The ZCPR33 Programmer's Reference Manual

First, Mr. Ott asked about the "Programmer's Reference Manual" to which I made reference in my ZCPR33 User's Guide. Well, the truth is that after writing the user's guide, I really didn't have energy left for another major manual. Instead, I started to release programming notes one at a time as files on the Z-Nodes. Even at that, I only got to three of them. The files have names of the form Z33PNOTE.###, where "###" is a sequence number. Note 001 deals with the command status flag in the message buffer and the extensions in its use introduced with ZCPR33. Note 002 discusses proper coding techniques for shells under ZCPR33 and later. The third note covers the parsing of files by the Z33 and Z34 command processors. I am tempted to reproduce some of that material here, but then I would surely fail in my resolve to keep this column to a reasonable length. So you will just have to look for them at the Z-Node in your neighborhood. If it is not there, see if the sysop will get a copy from Z-Node #3.

Shells and ZEX

Mr. Ott continued: "The User's Guide mentions an addition to shell coding necessary to ensure the shell pushes its name onto the shell stack when it is called by ZEX." I think there is some misunderstanding here. It was under previous versions of ZCPR3 that special code was required in shells to deal with ZEX (and it never had to do with pushing anything onto the shell stack). Under Z33 and later, this code can (and, to make the programs smaller, should) be removed. It has now been quite some time since the release of ZCPR33, and I think that most shells are now coded in the more efficient way.

As we have discussed in previous columns, a shell command comes into play when the command line buffer becomes empty. In that case, if there is a command on the shell stack, the command processor invokes that command instead of asking the user for the next command line. In this way, the shell takes over the function of the command processor.

ZEX's function is similar to that of SUBMIT and XSUB together. While SUBMIT stores its script data in a disk file, ZEX keeps it in memory. This enables ZEX to run much faster, but it reduces the memory available to programs. A simple SUBMIT script feeds a series of commands to the command processor, thus doing under CP/M what the multiple command line of ZCPR does. SUBMIT can be useful even under ZCPR, however, because it can supply a longer string of commands than could fit into the command line buffer.

····················

Work instructions
a: Write out the passage from "ZEX's function is" up to and including "command line buffer.".
b: List the subject of each programming note that the passage describes.

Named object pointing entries
····················

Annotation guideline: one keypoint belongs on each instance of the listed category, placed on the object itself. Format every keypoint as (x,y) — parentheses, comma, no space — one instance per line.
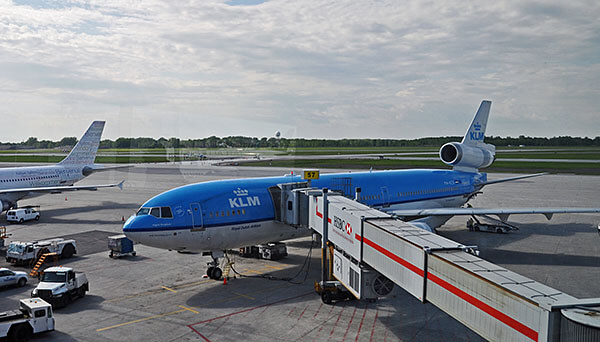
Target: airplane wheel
(327,297)
(216,273)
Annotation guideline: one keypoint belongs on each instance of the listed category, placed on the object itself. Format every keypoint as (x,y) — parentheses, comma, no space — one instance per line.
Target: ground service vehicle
(26,252)
(8,277)
(60,285)
(34,316)
(22,214)
(269,251)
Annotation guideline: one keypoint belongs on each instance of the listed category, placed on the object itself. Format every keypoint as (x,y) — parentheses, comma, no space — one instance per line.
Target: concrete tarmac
(160,295)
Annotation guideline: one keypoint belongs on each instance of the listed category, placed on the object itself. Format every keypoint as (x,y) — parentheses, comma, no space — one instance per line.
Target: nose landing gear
(213,271)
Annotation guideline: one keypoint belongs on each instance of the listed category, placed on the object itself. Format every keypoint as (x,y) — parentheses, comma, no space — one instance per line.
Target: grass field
(383,164)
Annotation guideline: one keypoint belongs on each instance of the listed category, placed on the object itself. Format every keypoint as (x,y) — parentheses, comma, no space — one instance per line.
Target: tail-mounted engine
(467,157)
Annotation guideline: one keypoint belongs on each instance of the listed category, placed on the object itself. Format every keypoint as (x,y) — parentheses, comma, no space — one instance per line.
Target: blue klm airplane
(219,215)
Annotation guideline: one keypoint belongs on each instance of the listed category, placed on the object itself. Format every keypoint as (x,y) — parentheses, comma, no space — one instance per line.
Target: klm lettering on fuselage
(243,200)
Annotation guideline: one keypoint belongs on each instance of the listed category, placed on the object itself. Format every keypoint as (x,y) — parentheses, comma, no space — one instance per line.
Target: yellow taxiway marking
(242,295)
(168,289)
(142,319)
(188,309)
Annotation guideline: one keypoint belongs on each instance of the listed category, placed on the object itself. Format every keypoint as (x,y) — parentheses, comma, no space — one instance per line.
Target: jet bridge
(372,247)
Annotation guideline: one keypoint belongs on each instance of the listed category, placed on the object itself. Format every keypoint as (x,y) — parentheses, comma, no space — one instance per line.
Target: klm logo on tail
(477,134)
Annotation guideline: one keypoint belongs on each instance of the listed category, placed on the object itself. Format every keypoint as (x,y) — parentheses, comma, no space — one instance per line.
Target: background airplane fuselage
(35,177)
(226,214)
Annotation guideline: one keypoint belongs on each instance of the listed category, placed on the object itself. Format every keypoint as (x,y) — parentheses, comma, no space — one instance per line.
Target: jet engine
(467,156)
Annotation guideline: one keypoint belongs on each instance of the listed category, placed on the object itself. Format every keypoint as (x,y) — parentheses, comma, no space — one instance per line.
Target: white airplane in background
(17,183)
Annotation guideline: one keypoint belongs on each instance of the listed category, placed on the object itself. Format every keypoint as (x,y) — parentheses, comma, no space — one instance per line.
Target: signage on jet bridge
(345,221)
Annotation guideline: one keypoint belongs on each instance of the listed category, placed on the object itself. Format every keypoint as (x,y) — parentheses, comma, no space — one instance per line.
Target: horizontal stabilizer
(62,188)
(512,179)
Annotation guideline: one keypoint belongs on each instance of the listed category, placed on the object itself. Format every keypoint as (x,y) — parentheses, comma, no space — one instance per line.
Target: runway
(161,295)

····················

Set of answers
a:
ZEX's function is similar to that of SUBMIT and XSUB together. While SUBMIT stores its script data in a disk file, ZEX keeps it in memory. This enables ZEX to run much faster, but it reduces the memory available to programs. A simple SUBMIT script feeds a series of commands to the command processor, thus doing under CP/M what the multiple command line of ZCPR does. SUBMIT can be useful even under ZCPR, however, because it can supply a longer string of commands than could fit into the command line buffer.

b:
- Note 001: the command status flag in the message buffer and the extensions in its use introduced with ZCPR33
- Note 002: proper coding techniques for shells under ZCPR33 and later
- The third note: the parsing of files by the Z33 and Z34 command processors